● **TO BE DONE**:
Please format the rows below as a numbered list, starting with the first line and going on through the line with "top-left (1158, 484), bottom-right", leaving out blank lines.
----------------
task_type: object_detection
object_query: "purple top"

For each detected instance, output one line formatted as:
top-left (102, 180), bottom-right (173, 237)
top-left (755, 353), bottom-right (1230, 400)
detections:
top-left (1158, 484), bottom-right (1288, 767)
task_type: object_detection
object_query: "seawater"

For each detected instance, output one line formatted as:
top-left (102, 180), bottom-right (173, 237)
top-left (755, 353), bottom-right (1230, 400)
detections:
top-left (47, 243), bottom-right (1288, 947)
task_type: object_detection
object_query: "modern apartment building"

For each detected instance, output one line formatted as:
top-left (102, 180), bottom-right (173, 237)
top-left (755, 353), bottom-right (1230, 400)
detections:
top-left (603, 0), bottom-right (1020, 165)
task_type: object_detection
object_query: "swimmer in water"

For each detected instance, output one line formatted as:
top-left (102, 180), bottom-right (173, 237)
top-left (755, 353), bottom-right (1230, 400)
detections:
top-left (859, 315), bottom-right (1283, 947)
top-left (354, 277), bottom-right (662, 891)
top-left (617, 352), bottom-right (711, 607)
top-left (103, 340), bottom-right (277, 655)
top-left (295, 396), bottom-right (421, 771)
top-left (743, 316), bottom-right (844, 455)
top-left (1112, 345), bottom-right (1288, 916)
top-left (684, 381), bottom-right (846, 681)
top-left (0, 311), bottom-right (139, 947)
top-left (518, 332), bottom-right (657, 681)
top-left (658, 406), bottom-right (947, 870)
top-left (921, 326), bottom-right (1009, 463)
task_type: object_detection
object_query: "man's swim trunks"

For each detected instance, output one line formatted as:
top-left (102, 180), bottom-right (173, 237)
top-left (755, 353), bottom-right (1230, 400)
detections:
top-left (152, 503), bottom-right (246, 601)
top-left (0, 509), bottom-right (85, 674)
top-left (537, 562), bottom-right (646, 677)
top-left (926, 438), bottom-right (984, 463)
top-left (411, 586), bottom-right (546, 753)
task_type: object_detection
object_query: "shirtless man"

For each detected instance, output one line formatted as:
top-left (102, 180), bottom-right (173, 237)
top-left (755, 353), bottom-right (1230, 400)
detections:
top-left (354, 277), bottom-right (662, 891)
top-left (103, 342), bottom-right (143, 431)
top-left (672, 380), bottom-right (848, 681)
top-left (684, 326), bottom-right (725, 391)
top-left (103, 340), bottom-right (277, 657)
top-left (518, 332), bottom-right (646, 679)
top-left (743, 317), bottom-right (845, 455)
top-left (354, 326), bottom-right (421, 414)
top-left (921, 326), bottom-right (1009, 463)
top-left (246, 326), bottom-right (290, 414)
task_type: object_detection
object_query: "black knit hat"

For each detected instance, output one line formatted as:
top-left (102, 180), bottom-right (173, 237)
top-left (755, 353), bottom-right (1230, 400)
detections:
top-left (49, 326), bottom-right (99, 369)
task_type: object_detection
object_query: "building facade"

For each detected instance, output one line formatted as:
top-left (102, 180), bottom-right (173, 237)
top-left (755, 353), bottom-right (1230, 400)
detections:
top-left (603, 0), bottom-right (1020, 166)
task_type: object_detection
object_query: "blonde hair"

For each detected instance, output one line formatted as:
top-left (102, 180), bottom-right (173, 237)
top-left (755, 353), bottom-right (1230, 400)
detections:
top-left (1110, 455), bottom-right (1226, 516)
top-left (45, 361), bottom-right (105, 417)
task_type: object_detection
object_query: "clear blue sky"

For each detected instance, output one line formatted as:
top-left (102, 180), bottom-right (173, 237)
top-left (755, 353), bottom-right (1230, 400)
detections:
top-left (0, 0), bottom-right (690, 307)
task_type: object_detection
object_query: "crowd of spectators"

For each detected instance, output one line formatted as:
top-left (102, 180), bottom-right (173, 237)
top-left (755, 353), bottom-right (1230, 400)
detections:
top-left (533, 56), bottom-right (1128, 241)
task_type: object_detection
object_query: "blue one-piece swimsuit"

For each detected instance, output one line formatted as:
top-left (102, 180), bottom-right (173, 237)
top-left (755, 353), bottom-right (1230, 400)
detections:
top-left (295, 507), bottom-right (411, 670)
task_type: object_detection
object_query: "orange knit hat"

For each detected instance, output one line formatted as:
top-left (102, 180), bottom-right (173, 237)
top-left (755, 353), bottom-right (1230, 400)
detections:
----------------
● **WRITTEN SOLUTION**:
1. task_type: object_detection
2. object_query: "purple top"
3. For each detected instance, output one line formatted as:
4. top-left (102, 180), bottom-right (173, 237)
5. top-left (755, 353), bottom-right (1230, 400)
6. detections:
7. top-left (1158, 484), bottom-right (1288, 767)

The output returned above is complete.